[Start of Source text]

Skip to main content
The Pipeline Reporter provides an abstraction layer for reporting progress during data pipeline execution, supporting console output, logging, and testing scenarios.

Overview

from myspellchecker.utils.console import PipelineConsole
from myspellchecker.data_pipeline.reporter import PipelineReporter

console = PipelineConsole()
reporter = PipelineReporter(console)

# Report progress
reporter.report_step_start(1, 4, "Processing data")
reporter.report_info("Found 1000 records")
reporter.report_step_complete(1, 4, "Processing data", "2.5s")

ReporterInterface

Abstract base class defining the reporting contract:
from abc import ABC, abstractmethod

class ReporterInterface(ABC):
    """Abstract interface for pipeline reporting."""

    @abstractmethod
    def report_step_start(self, step: int, total: int, title: str) -> None:
        """Report that a pipeline step is starting."""

[End of Source text]
[Start of Given entries]

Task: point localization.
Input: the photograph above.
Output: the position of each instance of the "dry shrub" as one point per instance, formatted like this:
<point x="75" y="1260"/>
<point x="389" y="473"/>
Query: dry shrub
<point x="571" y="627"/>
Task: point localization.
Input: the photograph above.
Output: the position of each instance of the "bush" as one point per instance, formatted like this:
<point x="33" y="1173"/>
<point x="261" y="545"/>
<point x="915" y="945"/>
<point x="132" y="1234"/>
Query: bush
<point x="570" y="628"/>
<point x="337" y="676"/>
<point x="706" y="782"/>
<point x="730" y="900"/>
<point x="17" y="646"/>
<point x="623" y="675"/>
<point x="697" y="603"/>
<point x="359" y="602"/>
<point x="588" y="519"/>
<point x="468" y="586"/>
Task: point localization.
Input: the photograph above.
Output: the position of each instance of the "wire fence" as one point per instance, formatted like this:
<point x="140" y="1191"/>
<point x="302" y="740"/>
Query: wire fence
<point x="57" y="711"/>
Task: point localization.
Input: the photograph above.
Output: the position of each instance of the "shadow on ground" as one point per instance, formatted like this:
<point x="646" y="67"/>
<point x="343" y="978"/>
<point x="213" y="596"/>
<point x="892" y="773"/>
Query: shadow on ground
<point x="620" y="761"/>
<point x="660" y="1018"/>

[End of Given entries]

**Written problem A:**
Quote the Pipeline Reporter documentation word for word, starting with "Skip to main" and ending with "reporter = PipelineReporter(console)".
**Written problem B:**
Extend the Pipeline Reporter documentation, picking up right after its last line.

**Right answer A:**
Skip to main content
The Pipeline Reporter provides an abstraction layer for reporting progress during data pipeline execution, supporting console output, logging, and testing scenarios.

Overview

from myspellchecker.utils.console import PipelineConsole
from myspellchecker.data_pipeline.reporter import PipelineReporter

console = PipelineConsole()
reporter = PipelineReporter(console)

**Right answer B:**
        pass

    @abstractmethod
    def report_step_complete(self, step: int, total: int, title: str, duration: str = "") -> None:
        """Report that a pipeline step completed successfully."""
        pass

    @abstractmethod
    def report_step_skipped(self, step: int, total: int, title: str, reason: str = "") -> None:
        """Report that a pipeline step was skipped."""
        pass

    @abstractmethod
    def report_progress(self, message: str) -> None:
        """Report a progress message within a step."""
        pass

    @abstractmethod
    def report_info(self, message: str) -> None:
        """Report an informational message."""
        pass

    @abstractmethod
    def report_warning(self, message: str) -> None:
        """Report a warning message."""
        pass

    @abstractmethod
    def report_error(self, message: str) -> None:
        """Report an error message."""
        pass

    @abstractmethod
    def report_success(self, message: str) -> None:
        """Report a success message."""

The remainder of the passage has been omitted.